Task directions: Please put the material from the line with "FIND: gutter" to the line with "[0,260,479,427]" into a two-column CSV headed input and output, with one row per FIND. Put the text through BOX: under input and the coordinates under output, each as a single quoted field with line breaks turned into spaces.

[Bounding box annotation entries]
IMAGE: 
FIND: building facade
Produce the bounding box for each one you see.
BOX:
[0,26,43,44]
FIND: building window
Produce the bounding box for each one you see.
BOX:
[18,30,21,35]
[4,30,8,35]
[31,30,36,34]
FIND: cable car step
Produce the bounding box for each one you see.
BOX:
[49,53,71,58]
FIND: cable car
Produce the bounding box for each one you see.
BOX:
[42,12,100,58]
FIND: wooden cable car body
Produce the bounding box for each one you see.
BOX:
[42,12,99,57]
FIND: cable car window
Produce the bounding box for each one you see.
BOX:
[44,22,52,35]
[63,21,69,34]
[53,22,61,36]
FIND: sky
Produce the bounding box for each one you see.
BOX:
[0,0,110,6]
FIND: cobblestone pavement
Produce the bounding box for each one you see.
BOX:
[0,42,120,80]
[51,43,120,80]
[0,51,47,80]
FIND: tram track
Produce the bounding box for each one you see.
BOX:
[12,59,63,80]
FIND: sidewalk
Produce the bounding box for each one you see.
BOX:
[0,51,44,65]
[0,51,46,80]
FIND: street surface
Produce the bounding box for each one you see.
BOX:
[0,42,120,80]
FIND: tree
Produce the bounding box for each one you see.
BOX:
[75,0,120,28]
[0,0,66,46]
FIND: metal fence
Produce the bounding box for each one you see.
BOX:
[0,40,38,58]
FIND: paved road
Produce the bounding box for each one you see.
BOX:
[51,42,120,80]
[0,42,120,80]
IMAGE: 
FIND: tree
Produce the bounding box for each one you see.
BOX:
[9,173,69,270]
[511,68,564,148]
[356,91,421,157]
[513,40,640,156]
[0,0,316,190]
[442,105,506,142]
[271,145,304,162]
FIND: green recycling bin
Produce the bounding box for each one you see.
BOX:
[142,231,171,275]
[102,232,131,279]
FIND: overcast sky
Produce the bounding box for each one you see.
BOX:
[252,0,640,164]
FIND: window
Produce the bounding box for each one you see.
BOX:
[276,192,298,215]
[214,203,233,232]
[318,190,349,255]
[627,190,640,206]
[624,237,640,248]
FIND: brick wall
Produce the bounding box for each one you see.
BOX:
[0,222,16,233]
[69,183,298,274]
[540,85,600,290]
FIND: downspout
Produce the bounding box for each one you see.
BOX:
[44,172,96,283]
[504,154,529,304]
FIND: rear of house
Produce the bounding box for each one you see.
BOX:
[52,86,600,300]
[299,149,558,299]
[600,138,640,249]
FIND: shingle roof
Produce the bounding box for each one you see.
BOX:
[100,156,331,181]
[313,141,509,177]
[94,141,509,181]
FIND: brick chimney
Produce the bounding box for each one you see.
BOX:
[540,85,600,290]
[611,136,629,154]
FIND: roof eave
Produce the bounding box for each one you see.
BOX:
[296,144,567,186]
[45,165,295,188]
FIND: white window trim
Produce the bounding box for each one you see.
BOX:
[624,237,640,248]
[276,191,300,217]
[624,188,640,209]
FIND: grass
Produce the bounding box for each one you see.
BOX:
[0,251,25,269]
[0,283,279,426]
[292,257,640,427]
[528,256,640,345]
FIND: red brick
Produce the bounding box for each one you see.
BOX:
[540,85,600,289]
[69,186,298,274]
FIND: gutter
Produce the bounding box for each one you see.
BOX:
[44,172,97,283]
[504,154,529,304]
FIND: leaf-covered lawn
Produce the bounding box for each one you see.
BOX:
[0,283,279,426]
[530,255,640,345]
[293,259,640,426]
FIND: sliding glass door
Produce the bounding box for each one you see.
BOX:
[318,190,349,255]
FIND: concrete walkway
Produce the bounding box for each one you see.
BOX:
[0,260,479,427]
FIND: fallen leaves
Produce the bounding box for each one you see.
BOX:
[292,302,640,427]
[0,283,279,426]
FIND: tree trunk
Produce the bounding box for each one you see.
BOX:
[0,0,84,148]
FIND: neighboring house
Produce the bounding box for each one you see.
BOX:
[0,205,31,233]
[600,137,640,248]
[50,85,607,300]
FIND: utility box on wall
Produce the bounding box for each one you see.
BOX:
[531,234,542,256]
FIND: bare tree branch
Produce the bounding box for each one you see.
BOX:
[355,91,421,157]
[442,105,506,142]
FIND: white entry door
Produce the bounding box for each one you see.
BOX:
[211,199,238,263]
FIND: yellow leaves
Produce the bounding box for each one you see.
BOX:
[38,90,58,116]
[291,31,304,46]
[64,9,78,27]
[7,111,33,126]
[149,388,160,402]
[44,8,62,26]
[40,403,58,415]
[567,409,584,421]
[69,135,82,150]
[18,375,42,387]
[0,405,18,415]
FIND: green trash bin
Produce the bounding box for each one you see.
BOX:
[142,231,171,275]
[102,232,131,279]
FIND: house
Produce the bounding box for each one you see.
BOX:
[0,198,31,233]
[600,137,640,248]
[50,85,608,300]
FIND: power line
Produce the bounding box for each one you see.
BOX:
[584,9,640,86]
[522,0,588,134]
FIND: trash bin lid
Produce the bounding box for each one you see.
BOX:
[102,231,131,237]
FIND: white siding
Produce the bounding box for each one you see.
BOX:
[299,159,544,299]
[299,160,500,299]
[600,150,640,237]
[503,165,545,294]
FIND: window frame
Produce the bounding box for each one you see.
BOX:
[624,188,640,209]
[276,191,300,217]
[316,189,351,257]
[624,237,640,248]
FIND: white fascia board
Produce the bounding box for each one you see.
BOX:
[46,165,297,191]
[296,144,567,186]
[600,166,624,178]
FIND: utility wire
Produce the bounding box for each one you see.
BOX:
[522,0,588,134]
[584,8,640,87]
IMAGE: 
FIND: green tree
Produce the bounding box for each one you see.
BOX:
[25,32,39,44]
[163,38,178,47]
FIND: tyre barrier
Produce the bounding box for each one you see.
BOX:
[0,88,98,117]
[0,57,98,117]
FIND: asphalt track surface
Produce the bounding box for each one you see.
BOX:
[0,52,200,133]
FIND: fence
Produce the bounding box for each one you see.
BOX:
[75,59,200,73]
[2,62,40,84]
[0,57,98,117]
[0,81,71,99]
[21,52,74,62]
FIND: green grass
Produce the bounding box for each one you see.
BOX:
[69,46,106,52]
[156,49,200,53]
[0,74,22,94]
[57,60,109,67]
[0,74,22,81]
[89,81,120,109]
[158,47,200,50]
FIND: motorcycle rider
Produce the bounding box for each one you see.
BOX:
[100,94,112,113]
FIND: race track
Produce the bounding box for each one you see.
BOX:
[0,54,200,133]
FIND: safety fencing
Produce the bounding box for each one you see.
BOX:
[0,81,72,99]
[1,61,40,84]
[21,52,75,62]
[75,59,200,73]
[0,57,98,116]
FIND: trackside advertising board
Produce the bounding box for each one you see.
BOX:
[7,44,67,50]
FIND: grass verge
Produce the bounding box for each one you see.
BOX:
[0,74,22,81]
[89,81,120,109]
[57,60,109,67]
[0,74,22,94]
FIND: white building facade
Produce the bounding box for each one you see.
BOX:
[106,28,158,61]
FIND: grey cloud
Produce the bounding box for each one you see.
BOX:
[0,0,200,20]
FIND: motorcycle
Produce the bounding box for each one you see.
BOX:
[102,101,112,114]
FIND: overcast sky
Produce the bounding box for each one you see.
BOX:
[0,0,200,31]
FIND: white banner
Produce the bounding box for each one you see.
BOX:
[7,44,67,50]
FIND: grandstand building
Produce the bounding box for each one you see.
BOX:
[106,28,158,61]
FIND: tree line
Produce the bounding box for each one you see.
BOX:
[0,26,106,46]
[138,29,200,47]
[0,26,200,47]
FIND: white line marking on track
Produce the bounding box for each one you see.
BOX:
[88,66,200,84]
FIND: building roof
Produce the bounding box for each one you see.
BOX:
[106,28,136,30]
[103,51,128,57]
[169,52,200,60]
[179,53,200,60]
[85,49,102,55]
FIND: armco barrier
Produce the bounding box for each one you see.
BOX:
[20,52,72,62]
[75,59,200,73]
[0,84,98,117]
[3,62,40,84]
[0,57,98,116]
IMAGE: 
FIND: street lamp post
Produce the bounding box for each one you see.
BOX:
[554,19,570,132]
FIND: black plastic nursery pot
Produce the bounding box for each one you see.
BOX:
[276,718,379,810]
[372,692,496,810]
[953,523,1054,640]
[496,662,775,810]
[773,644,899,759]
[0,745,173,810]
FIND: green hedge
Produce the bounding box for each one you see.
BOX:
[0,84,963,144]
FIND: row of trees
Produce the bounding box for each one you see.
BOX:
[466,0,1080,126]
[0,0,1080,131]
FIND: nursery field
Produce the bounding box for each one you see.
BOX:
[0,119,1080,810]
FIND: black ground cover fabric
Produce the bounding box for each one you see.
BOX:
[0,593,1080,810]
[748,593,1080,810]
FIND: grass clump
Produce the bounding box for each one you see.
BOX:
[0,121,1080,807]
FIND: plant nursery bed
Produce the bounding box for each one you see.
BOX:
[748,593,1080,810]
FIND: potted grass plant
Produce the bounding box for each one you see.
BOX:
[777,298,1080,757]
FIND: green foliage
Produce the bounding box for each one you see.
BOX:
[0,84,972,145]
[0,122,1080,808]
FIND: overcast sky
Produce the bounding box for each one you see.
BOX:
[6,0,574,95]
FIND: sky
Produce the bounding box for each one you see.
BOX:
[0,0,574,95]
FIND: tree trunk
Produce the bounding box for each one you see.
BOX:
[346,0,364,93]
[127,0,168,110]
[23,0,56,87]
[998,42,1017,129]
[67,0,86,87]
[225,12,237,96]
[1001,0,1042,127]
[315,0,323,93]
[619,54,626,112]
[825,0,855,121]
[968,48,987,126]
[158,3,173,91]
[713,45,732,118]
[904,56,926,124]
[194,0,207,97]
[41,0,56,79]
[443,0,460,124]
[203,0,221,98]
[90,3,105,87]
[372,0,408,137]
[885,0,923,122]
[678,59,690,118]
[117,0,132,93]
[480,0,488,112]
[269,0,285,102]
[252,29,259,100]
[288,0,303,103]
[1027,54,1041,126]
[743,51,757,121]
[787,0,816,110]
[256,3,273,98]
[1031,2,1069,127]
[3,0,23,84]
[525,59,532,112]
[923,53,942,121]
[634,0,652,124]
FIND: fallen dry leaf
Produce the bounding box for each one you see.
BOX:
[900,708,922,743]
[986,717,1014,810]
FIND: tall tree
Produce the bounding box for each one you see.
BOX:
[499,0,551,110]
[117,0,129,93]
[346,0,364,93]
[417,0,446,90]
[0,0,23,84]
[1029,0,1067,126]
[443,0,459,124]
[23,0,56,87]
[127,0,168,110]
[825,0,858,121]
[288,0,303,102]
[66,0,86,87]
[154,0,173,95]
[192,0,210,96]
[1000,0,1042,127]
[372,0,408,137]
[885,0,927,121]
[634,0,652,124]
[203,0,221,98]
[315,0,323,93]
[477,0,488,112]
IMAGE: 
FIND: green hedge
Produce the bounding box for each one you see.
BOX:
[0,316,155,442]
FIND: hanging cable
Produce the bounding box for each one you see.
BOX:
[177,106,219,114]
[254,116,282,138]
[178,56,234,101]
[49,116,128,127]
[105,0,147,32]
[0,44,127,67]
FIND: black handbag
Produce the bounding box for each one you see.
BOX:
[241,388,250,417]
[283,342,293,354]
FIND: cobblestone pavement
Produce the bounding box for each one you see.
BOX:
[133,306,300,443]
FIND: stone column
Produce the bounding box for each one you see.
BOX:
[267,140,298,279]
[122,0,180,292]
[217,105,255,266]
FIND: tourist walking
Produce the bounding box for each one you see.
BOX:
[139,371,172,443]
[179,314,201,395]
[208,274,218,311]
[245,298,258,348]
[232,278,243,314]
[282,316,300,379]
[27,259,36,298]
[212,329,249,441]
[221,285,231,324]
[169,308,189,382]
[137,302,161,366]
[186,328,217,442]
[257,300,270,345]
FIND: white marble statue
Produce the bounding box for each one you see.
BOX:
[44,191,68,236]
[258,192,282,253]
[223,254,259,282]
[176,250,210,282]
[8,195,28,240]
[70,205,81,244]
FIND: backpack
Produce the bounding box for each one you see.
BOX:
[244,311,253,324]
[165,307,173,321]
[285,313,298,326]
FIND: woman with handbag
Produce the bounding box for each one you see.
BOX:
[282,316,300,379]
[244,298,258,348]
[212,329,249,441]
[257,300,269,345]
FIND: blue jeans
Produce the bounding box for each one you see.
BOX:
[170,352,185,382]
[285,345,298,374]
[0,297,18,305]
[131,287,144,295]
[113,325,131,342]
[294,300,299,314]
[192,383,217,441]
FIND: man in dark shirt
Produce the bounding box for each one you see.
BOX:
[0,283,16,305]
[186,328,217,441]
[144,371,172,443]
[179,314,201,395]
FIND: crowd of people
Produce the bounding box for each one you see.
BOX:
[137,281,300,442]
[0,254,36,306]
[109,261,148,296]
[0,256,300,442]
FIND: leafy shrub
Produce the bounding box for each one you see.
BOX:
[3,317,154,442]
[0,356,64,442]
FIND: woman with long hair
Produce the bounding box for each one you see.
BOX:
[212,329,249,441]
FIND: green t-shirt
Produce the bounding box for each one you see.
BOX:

Response:
input,output
"FIND: gutter Produce the bounding box for each one you see. BOX:","[44,172,97,283] [504,154,529,304]"
"FIND: leaf-covered lawn Produce the bounding box for each one you see. BOX:","[0,283,279,426] [530,255,640,345] [293,259,640,426]"
"FIND: sliding glass door Produce the bounding box for each one you see. BOX:","[318,190,349,255]"
"FIND: concrete walkway Produce the bounding box for each one you see. BOX:","[0,260,479,427]"